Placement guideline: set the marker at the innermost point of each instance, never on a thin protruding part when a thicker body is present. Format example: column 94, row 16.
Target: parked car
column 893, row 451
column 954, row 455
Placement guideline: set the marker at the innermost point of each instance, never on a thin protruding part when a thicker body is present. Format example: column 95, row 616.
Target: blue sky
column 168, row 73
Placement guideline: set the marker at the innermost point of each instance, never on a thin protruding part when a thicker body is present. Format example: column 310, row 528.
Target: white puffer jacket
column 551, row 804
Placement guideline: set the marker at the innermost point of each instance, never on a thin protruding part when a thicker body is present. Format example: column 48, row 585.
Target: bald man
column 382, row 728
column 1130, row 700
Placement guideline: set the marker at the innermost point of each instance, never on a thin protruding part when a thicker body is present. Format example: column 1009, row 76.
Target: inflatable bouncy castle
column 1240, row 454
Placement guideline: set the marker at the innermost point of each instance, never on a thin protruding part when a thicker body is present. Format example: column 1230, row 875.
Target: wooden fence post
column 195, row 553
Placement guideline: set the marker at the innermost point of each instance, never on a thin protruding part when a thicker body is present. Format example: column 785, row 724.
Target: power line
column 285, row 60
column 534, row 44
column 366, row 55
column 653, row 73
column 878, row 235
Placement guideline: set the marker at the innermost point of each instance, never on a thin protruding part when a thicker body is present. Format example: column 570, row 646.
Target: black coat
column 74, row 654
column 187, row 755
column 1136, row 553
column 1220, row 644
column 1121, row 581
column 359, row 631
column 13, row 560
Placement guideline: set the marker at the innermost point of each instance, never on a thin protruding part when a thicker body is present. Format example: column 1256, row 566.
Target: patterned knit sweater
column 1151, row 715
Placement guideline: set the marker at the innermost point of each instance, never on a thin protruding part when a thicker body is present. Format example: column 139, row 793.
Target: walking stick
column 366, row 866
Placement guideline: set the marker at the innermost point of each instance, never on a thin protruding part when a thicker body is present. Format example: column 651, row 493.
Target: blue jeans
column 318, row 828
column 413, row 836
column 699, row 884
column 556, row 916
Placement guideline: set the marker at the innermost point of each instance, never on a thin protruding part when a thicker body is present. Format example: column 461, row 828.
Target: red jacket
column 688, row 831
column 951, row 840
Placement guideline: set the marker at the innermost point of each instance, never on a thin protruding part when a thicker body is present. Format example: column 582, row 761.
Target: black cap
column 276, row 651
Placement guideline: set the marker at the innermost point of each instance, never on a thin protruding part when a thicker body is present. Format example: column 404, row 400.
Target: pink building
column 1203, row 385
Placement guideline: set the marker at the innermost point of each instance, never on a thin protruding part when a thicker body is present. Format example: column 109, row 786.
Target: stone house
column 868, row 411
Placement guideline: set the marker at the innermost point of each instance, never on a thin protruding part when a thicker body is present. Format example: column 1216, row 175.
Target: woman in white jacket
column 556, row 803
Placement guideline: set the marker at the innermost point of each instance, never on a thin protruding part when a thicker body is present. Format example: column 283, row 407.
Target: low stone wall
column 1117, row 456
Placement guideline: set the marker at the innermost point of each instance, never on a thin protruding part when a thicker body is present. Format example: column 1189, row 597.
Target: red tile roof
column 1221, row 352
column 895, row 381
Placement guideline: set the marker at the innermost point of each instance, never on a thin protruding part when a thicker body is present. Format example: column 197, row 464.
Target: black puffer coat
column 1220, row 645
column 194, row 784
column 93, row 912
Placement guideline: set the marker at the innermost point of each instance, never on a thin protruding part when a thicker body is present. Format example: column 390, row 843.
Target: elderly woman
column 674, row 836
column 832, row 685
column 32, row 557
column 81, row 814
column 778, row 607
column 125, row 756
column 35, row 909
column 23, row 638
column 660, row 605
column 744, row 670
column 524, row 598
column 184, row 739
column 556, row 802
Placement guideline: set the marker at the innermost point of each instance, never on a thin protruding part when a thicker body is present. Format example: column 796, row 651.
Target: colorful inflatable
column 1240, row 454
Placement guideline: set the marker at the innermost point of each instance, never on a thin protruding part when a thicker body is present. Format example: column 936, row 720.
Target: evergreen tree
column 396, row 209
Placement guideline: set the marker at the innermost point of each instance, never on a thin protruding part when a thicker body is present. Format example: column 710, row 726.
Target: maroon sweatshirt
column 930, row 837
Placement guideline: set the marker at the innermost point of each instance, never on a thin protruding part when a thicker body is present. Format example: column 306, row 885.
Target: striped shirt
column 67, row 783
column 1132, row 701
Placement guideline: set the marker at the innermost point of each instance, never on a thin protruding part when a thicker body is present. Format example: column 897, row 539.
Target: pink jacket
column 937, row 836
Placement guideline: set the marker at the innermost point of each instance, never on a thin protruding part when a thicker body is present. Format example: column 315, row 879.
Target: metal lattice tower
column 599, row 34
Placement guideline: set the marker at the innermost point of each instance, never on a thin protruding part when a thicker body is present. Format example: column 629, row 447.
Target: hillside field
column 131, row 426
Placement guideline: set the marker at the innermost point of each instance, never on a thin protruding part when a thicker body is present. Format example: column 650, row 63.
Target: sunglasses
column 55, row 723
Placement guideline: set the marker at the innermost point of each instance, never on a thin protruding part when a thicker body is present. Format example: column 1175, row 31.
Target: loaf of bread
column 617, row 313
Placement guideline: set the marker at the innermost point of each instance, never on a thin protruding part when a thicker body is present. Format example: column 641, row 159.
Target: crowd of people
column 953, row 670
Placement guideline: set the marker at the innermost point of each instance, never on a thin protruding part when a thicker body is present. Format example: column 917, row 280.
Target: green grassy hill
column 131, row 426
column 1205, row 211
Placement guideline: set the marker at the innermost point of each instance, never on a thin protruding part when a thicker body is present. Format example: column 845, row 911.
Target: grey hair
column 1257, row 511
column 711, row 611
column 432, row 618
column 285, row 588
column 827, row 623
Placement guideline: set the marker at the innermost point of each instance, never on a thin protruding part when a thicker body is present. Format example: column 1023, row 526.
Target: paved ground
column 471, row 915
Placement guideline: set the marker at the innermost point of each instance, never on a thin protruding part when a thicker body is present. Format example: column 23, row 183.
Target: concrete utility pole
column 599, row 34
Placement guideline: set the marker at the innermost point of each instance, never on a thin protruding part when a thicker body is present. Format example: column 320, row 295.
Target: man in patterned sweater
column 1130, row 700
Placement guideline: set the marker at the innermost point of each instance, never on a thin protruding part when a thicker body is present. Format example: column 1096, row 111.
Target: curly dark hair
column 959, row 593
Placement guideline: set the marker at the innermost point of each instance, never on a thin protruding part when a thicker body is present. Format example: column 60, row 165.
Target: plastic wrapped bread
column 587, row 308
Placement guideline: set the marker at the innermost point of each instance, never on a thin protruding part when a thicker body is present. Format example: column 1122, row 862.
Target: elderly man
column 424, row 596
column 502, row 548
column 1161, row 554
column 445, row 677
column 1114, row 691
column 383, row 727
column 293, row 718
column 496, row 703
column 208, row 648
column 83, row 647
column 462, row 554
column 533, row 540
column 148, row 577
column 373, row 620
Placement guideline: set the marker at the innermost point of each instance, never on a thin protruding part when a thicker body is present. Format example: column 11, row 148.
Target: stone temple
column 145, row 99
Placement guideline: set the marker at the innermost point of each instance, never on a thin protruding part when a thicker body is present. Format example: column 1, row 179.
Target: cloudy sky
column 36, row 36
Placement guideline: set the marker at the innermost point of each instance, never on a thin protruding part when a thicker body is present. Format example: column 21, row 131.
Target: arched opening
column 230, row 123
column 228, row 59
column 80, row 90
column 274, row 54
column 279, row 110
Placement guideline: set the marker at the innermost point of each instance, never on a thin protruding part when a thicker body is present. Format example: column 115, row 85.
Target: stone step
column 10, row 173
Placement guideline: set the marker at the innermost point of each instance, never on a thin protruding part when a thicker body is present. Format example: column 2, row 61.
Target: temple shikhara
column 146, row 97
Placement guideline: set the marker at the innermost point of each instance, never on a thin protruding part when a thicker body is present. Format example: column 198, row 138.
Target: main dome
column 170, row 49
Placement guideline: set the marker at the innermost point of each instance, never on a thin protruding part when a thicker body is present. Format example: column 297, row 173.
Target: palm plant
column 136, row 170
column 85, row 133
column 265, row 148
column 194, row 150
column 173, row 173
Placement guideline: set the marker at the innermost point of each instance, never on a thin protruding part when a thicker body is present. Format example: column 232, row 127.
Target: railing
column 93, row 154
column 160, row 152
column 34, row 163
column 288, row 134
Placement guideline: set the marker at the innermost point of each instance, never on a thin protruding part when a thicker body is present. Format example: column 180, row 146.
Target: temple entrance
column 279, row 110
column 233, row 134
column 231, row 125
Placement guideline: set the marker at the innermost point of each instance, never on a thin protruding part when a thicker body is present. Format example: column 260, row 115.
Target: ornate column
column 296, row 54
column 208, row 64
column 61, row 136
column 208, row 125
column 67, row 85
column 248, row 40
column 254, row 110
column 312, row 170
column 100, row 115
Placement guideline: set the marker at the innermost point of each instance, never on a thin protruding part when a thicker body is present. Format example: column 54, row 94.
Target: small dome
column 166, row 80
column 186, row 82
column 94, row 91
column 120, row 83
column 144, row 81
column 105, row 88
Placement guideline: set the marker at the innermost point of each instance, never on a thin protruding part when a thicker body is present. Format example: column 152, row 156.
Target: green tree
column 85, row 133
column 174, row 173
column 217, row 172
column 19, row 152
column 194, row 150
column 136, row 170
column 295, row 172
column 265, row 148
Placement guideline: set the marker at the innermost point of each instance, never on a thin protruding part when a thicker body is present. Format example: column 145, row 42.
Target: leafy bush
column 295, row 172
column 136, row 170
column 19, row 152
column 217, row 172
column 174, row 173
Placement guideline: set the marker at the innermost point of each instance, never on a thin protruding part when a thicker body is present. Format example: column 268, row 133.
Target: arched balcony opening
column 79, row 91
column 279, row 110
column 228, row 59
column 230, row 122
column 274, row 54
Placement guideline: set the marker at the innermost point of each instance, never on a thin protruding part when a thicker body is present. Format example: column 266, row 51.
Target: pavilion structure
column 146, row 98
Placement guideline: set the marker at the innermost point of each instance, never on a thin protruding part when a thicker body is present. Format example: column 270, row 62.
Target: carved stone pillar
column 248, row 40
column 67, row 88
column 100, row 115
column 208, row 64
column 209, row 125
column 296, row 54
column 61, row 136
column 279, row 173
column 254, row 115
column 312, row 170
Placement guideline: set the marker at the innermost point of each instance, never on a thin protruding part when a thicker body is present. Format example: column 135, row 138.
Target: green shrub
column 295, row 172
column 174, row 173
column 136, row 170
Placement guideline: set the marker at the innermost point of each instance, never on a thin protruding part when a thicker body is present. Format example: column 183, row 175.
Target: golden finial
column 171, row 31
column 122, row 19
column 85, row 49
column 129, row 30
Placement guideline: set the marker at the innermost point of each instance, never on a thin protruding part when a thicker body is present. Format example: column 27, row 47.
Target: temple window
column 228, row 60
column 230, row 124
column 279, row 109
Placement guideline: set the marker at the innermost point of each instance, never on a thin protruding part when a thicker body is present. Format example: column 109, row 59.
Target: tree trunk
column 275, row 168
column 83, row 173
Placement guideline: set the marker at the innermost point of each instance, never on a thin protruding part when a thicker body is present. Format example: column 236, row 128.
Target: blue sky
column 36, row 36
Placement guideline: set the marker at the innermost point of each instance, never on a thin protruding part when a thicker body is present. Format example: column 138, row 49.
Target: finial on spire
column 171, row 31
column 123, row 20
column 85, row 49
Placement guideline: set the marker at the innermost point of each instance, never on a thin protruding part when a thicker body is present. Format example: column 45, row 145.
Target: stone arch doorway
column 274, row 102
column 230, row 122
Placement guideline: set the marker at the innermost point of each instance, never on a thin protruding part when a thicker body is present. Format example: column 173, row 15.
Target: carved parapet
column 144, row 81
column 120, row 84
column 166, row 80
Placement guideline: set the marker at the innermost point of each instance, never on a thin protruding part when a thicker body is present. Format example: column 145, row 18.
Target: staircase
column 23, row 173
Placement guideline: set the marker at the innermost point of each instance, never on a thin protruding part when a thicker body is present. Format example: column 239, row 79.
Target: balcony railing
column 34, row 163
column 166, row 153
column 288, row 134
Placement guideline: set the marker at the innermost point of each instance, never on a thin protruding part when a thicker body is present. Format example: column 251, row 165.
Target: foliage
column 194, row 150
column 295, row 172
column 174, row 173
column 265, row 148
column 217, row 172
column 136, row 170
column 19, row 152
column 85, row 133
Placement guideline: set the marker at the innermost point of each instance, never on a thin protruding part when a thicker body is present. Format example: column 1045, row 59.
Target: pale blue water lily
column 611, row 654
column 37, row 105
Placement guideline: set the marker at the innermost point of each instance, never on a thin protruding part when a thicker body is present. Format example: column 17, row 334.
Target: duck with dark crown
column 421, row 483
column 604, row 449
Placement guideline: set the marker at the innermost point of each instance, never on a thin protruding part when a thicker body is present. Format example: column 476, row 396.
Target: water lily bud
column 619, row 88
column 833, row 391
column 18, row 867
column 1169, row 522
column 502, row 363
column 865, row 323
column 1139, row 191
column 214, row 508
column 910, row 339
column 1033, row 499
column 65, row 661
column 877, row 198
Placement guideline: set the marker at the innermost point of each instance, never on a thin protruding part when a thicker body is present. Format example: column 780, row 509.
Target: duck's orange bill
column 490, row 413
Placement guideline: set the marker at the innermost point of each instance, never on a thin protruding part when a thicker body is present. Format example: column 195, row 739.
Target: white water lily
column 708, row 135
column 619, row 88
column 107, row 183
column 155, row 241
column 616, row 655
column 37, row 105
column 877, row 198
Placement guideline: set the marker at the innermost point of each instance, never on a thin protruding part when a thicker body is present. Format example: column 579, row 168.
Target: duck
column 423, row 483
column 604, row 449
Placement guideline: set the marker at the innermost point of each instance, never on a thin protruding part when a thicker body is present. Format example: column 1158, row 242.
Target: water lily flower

+===+

Copy out, unchanged, the lines above that begin with the one containing "198, row 138." and end with the one containing "column 170, row 49", including both of those lines.

Response to this exercise:
Placement guideline: set the marker at the innermost point of each instance, never on a thin protruding part when a thicker body is present. Format example: column 198, row 138.
Target: main dome
column 170, row 49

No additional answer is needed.